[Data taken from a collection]
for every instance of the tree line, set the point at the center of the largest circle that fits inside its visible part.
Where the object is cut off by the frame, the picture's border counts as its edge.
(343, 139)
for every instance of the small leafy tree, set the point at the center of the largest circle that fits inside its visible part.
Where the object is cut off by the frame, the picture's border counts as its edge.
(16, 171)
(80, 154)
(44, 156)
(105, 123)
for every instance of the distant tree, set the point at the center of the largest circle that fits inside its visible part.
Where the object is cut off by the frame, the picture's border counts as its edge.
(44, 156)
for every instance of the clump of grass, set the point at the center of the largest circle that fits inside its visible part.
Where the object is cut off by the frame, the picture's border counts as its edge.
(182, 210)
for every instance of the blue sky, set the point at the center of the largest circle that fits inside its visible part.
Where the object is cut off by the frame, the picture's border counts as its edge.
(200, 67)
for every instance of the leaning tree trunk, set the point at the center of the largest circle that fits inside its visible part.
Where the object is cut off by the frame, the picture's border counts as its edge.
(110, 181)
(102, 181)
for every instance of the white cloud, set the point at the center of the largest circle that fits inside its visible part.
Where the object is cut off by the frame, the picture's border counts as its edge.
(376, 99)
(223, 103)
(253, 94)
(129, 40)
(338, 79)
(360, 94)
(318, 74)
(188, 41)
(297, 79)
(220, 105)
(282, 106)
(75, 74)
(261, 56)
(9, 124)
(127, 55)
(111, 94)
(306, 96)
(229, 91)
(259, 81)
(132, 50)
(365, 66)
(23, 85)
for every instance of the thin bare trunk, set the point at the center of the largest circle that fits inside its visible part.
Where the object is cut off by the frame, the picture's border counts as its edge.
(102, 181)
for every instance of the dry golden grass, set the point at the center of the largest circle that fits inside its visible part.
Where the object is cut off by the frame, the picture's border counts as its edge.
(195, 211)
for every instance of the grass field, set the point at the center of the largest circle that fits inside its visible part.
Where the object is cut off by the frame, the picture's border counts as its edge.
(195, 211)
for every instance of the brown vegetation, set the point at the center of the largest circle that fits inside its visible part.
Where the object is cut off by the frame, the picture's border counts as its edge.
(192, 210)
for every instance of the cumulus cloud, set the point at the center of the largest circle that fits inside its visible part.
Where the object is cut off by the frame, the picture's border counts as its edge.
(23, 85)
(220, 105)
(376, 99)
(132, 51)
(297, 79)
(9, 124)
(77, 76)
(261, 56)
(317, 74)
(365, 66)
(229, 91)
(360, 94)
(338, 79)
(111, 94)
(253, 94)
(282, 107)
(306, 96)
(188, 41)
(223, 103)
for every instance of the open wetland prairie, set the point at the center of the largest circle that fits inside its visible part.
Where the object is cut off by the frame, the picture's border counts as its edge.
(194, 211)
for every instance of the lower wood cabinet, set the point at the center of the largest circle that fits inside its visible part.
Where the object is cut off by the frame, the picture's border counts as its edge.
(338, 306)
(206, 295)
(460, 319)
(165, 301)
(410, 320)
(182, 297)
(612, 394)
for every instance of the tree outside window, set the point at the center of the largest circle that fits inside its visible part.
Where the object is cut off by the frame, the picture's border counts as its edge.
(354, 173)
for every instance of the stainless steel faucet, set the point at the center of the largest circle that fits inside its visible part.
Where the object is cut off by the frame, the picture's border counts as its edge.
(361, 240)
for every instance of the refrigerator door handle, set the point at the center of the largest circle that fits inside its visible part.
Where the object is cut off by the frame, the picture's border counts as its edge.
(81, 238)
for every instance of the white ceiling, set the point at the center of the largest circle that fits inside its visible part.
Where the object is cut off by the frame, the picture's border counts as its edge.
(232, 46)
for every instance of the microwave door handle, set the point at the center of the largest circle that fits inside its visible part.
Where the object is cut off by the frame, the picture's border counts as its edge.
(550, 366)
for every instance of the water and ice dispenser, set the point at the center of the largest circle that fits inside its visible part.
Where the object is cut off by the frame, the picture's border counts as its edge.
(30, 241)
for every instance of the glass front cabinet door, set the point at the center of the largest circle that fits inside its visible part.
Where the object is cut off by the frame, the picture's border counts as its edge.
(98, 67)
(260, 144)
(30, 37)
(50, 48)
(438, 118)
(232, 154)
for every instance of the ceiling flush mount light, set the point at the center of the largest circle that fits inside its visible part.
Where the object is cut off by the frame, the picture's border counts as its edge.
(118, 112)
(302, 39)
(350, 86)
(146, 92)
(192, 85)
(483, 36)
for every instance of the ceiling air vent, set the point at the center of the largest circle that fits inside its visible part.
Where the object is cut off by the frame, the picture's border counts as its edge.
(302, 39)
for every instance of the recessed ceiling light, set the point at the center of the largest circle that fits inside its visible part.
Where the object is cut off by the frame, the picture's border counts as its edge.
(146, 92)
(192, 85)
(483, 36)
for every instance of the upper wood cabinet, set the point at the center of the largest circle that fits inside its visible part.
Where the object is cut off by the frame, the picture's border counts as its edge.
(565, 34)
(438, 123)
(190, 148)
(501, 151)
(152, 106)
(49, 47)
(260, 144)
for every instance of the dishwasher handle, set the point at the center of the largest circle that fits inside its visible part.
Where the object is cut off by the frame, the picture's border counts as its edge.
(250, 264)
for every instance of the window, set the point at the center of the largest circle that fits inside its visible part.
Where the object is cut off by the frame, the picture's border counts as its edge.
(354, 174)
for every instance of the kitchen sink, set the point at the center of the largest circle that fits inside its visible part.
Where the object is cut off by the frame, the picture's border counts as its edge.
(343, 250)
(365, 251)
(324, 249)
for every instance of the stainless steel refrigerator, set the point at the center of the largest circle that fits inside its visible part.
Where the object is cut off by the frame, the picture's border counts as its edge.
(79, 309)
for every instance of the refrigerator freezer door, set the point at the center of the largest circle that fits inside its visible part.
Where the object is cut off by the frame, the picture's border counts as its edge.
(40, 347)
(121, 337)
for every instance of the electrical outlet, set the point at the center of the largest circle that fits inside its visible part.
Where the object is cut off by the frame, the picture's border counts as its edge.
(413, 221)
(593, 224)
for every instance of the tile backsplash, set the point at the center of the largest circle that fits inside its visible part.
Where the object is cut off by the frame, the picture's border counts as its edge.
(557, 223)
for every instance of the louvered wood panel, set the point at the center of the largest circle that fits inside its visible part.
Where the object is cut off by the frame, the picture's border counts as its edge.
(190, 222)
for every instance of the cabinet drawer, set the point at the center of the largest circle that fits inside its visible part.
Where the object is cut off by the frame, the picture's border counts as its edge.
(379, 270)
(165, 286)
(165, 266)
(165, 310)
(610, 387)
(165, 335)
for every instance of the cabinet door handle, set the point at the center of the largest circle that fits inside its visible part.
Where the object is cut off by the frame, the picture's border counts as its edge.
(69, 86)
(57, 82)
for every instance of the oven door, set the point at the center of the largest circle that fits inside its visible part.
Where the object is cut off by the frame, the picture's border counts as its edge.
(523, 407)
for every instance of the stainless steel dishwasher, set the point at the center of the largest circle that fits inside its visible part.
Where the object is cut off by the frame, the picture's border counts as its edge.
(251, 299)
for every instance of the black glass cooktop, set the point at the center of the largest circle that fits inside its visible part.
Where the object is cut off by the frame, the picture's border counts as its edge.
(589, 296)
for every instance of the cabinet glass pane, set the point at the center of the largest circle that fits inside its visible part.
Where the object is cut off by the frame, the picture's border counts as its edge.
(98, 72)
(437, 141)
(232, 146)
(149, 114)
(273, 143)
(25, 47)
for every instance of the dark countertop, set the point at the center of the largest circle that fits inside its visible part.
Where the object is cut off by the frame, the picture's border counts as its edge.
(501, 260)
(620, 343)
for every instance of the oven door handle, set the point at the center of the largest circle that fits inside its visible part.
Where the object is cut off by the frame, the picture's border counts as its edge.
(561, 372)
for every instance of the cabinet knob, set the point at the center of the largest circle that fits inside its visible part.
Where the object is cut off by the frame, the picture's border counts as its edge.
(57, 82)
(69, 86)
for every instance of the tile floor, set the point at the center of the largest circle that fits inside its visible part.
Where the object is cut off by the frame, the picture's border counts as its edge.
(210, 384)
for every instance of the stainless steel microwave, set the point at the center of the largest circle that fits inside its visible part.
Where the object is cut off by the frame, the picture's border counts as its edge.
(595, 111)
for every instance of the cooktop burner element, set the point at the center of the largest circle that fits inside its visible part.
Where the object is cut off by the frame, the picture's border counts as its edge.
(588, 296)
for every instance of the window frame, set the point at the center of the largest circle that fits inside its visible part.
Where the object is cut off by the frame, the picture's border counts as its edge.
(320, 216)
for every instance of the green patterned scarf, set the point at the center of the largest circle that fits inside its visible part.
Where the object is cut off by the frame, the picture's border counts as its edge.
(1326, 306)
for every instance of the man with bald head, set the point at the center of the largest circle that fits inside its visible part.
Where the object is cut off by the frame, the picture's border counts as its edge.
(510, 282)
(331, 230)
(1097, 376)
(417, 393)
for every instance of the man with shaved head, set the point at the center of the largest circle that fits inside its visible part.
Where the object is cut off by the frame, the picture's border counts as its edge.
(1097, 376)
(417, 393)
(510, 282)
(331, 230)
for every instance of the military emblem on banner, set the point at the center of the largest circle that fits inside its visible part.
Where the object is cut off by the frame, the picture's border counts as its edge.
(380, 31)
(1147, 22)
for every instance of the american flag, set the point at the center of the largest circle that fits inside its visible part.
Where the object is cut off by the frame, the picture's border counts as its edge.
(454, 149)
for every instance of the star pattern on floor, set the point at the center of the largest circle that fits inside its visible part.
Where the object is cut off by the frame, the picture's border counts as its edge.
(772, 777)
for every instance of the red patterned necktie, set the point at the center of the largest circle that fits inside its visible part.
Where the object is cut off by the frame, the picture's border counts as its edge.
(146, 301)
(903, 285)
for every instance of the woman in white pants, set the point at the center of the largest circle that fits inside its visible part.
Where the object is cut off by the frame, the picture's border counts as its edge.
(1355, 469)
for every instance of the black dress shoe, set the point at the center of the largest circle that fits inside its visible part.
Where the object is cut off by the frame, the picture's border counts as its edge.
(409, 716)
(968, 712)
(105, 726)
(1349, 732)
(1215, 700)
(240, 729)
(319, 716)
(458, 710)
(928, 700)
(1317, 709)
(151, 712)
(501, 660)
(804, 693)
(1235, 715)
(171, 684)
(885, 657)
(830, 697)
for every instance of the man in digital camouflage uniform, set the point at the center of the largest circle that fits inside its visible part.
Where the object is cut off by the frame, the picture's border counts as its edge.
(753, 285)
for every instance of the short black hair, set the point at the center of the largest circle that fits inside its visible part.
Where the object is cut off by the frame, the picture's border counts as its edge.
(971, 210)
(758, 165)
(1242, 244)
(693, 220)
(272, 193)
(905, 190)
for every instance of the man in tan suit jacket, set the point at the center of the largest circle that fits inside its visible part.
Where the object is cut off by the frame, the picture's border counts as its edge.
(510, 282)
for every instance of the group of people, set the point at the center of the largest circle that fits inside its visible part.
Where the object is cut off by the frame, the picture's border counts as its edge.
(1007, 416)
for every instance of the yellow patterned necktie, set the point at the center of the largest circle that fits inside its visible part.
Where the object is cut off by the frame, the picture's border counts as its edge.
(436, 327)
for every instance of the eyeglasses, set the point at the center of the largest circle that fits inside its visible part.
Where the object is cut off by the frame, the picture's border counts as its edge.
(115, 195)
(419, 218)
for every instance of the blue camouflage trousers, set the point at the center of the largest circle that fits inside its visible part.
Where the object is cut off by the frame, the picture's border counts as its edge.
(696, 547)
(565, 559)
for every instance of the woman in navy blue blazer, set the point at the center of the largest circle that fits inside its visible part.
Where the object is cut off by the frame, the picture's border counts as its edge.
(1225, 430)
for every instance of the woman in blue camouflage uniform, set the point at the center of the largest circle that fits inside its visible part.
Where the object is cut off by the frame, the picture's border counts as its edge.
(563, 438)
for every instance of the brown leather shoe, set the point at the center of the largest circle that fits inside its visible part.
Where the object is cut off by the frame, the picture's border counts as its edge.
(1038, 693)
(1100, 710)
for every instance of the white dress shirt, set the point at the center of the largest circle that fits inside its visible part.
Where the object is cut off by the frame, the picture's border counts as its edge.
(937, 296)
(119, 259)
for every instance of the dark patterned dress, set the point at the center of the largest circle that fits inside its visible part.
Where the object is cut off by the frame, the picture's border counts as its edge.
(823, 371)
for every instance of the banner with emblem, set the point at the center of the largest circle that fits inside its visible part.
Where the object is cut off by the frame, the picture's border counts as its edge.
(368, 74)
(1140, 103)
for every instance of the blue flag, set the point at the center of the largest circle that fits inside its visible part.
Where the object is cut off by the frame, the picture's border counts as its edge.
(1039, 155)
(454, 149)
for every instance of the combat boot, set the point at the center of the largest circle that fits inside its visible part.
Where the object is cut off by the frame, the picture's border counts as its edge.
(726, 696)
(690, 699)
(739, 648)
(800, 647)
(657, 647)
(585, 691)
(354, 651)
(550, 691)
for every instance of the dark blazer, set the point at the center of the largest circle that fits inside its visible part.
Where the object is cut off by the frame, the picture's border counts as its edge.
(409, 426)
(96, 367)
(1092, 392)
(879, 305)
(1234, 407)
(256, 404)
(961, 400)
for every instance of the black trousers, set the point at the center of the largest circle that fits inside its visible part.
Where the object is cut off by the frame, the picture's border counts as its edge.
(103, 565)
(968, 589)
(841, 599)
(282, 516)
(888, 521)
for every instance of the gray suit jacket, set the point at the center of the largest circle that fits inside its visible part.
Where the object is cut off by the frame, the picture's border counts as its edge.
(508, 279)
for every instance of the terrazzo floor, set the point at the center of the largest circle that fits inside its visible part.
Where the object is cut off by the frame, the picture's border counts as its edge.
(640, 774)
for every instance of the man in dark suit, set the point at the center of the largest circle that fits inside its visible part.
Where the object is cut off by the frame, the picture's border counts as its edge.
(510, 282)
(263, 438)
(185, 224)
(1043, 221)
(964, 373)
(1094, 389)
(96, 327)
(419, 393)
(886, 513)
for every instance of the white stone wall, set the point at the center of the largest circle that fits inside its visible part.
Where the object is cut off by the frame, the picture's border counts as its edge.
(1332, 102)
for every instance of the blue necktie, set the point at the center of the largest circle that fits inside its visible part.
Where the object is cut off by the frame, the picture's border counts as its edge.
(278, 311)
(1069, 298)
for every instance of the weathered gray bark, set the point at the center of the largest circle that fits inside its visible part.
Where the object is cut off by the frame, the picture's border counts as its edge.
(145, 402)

■ **EXERCISE PROMPT**: Output, unchanged, the lines of the data from the one containing "for every instance of the short" through the one containing "(1225, 430)", with both of those lines included.

■ **THE RESPONSE**:
for every instance of the short black hair, set the point at the center of the largest circle that fits inside its visible part.
Where the object is cut off by the frame, the picture's border counts as its edge.
(971, 210)
(758, 165)
(1242, 244)
(693, 220)
(272, 193)
(905, 190)
for every instance of the man in tan suit jacket, set the point at the center of the largest circle that fits inside its visible part.
Where the object is cut off by the frame, the picture's border counts as its edge.
(510, 282)
for every instance of the group of people, set the point at the center of the largest circle that fits inside its visible part.
Where the object is cut off by the frame, the picture's border counts as its edge.
(1007, 416)
for every instance of the yellow patterned necktie, set the point at the center of the largest circle that fits inside its visible part.
Where the object is cut off by the frame, the picture's border counts as its edge.
(436, 327)
for every instance of the eyeglasses, set the point at the center of the largest circle that fits inside its visible part.
Where the object is cut off by the frame, the picture's border counts as its edge.
(115, 195)
(419, 218)
for every instance of the blue camouflage trousers, set the point at the center of the largest circle that fits inside its visible part.
Where the object is cut off by the frame, the picture's border counts as its edge.
(696, 547)
(565, 559)
for every instance of the woman in navy blue blazer, set the point at the center of the largest circle that fits inside its visible part.
Where the object is cut off by the frame, the picture's border counts as its edge.
(1225, 430)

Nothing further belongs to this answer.